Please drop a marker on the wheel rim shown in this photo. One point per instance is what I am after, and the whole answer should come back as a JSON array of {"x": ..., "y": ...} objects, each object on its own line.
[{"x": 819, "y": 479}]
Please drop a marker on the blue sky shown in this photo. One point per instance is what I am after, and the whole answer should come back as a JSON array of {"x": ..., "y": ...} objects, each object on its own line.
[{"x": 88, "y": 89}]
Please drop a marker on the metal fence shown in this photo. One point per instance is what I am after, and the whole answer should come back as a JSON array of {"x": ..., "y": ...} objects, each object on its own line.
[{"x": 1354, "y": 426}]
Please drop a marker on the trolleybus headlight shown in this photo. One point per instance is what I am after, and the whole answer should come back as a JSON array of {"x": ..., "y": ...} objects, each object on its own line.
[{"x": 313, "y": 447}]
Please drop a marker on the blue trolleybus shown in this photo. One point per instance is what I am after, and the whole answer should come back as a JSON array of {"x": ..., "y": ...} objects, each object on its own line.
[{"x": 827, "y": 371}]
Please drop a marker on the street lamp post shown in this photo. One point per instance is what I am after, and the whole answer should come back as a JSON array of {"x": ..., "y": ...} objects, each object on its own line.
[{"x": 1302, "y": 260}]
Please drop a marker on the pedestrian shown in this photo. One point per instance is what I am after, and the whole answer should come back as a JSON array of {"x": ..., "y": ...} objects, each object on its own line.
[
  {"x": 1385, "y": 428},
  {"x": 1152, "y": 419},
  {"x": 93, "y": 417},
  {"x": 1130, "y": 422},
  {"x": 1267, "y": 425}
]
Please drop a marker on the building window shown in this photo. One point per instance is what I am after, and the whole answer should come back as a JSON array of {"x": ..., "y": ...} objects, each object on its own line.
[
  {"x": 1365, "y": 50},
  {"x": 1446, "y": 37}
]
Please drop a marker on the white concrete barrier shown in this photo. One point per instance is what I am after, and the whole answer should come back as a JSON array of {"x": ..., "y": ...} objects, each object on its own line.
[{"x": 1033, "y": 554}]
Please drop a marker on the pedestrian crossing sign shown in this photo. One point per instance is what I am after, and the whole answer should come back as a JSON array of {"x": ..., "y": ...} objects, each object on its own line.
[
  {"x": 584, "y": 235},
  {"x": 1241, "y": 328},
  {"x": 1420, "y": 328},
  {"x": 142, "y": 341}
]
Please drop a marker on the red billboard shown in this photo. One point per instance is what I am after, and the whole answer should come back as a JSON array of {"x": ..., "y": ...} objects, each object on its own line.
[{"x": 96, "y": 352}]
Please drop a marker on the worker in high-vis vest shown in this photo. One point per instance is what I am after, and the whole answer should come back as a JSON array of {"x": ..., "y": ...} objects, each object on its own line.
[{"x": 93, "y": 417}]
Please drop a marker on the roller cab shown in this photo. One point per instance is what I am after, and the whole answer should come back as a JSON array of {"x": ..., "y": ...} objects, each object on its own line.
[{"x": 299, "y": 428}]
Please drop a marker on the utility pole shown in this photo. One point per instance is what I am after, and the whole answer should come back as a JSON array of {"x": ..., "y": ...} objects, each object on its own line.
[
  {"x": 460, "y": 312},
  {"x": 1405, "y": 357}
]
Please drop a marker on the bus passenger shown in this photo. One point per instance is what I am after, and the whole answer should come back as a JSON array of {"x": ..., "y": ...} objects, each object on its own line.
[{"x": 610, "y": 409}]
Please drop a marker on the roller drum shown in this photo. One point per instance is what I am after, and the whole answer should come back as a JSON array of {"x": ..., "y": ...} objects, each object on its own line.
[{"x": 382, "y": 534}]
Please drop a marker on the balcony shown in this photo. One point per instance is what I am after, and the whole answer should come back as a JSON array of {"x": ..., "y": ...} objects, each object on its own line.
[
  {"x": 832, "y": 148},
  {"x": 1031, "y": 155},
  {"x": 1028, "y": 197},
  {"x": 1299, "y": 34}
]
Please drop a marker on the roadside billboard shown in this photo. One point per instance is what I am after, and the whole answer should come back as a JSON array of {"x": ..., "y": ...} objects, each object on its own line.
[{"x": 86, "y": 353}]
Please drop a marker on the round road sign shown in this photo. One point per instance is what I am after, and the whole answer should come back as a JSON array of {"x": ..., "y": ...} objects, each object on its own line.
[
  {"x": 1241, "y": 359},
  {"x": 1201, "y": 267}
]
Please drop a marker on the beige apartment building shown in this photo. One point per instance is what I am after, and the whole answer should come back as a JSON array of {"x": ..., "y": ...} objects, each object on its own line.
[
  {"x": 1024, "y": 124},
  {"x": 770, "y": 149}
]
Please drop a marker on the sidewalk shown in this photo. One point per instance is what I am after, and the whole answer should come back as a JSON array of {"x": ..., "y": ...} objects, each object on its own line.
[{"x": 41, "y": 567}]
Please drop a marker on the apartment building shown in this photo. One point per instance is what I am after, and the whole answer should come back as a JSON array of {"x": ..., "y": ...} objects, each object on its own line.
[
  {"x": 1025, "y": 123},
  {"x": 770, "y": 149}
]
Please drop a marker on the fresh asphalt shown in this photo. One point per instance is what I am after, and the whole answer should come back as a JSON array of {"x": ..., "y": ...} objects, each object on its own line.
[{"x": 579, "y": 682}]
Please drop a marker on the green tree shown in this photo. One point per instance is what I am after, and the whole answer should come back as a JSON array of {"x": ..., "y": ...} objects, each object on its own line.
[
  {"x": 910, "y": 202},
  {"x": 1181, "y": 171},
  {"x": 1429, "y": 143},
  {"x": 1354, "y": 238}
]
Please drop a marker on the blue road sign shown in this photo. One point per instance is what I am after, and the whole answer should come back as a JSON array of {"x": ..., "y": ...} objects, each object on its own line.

---*---

■ Your objective: Here, the records must be output exactly and in full.

■ Output of the task:
Please drop a marker on the wheel rim shown in this photo. One point per instance is what I am after, and the whole answer should come back as a JSON array of {"x": ..., "y": ...} objects, each object on its own line.
[{"x": 819, "y": 479}]
Please drop a marker on the blue sky shown in this photo. One point per instance is what I am after, and the whole answer should come back as a JSON array of {"x": ..., "y": ...} objects, each object on its own line.
[{"x": 88, "y": 89}]
Please drop a marker on the metal fence shown in this photo. One point per instance is what I am after, and the whole answer should come back as a JSON array of {"x": ..., "y": ...} objects, each object on its own line.
[{"x": 1354, "y": 426}]
Please drop a marker on the trolleybus headlight shown in this photo. One point per instance is what I am after, and the whole answer should come back as a JSON array of {"x": ..., "y": ...} objects, each object on its own line.
[{"x": 313, "y": 447}]
Please drop a marker on the blue trolleybus shown in this photo. One point per instance is what I am after, and the whole answer should come back as a JSON array of {"x": ..., "y": ...} objects, each object on its own line.
[{"x": 827, "y": 371}]
Please drop a marker on the street lamp post shown in this photo. One point per instance is what I am after, and the whole answer should come back as a JSON array of {"x": ..., "y": ...} objects, each object on its own line.
[{"x": 1302, "y": 260}]
Please drop a marker on the pedestrian shown in this photo. One point per instance is what I am after, and the whole answer should come back as a JSON array of {"x": ..., "y": ...} objects, each object on its own line.
[
  {"x": 1385, "y": 428},
  {"x": 1152, "y": 419},
  {"x": 93, "y": 417},
  {"x": 1130, "y": 422},
  {"x": 1267, "y": 425}
]
Please drop a marker on the building window shown in this photo. One point per instance is what I am after, and the whole answer should come back as a JSON array of {"x": ..., "y": ...} objects, each object on its own line.
[
  {"x": 1365, "y": 50},
  {"x": 1446, "y": 37}
]
Please drop a marker on the white concrete barrier shown in this photo. One point per instance is what I am after, and the whole answer should come back as a JSON array of {"x": ..., "y": ...} objects, each object on its own line.
[{"x": 1033, "y": 554}]
Please drop a marker on the pedestrian crossing sign shown in this photo. One point per instance is what I am after, and the whole answer should come back as a JSON array of {"x": ..., "y": ...} objects, each object on its own line.
[
  {"x": 584, "y": 235},
  {"x": 1241, "y": 328},
  {"x": 1420, "y": 328},
  {"x": 142, "y": 341}
]
Please drop a marker on the red billboard shown in this photo. One point per instance is what I am after, and the whole answer should come back as a JSON array of {"x": ..., "y": ...} objects, each object on its own line.
[{"x": 96, "y": 352}]
Please drop a marker on the worker in high-vis vest shown in this photo. One point per instance is what I am after, and the whole answer should come back as a JSON array of {"x": ..., "y": ...} objects, each object on its own line.
[{"x": 93, "y": 417}]
Please drop a marker on the roller cab shown in this photo. One point per instance is what I am after, and the whole answer should come back as a JSON array of {"x": ..., "y": ...} objects, each object on its own line.
[{"x": 299, "y": 428}]
Please drop a marker on the utility pole shown in this photo. One point per instance is what I am after, and the whole answer should come back as a JSON array of {"x": ..., "y": ...} objects, each object on its own line.
[
  {"x": 460, "y": 312},
  {"x": 1405, "y": 357}
]
Please drop a marker on the bus passenger shown in this photo. One point per instance is what I am after, and the whole answer should come back as a JSON array of {"x": ..., "y": ...} objects, each object on its own line.
[{"x": 610, "y": 409}]
Please drop a marker on the roller drum shown in this photo. One point per instance is what I am after, and the whole answer should come back as a JSON array of {"x": ..., "y": ...} objects, each object on its own line.
[{"x": 382, "y": 534}]
Please drop a marker on the balcony shown in this photo. One point per instance is what I am after, and the whole answer should come back as a JSON array of {"x": ..., "y": ...} objects, each object on its own line.
[
  {"x": 832, "y": 148},
  {"x": 1031, "y": 155},
  {"x": 1028, "y": 197},
  {"x": 1299, "y": 34}
]
Please drop a marker on the roadside billboard shown in this photo. One point per instance is what I am after, and the whole answer should come back as a JSON array of {"x": ..., "y": ...} objects, each object on its own line.
[{"x": 86, "y": 353}]
Please drop a marker on the round road sign shown in this photo. One point per instance is what I am after, and the whole answer should come back as a JSON array of {"x": ..., "y": ...} objects, each object on its own line.
[
  {"x": 1241, "y": 359},
  {"x": 1201, "y": 267}
]
Please drop a marker on the beige apartment building shown in this photo. One point per instance is what I am after, and the whole answer should come back as a JSON array of {"x": ..., "y": ...} objects, each object on its own line.
[
  {"x": 1024, "y": 124},
  {"x": 770, "y": 149}
]
Please drop a marker on the sidewalk shown in this photo. One point per instance is what I am after, and the whole answer should come back as a JSON array of {"x": ..., "y": ...} objects, each object on its own line.
[{"x": 41, "y": 567}]
Please drop a marker on the apartment building shown in this photo. One point per instance is what I am after, and the whole answer should come back as a JSON array of {"x": ..., "y": ...} objects, each object on its own line.
[
  {"x": 1025, "y": 123},
  {"x": 770, "y": 149}
]
Please drop a marker on the fresh asphalt shown in this photo. One point per instance is what I am after, and the whole answer should come back as a JSON array of {"x": ..., "y": ...} objects, each object on its own line.
[{"x": 579, "y": 682}]
Please drop a marker on the green tree shown in this photo. One point per instance is what I am after, and the whole answer should come back as a JSON array of {"x": ..., "y": ...} objects, each object on its own line.
[
  {"x": 910, "y": 202},
  {"x": 1181, "y": 171},
  {"x": 1429, "y": 143},
  {"x": 1354, "y": 238}
]
Please drop a marker on the blue road sign shown in this photo. One point per instance is what I am after, and the whole answer should come back as a JSON array of {"x": ..., "y": ...} objects, each object on its own line.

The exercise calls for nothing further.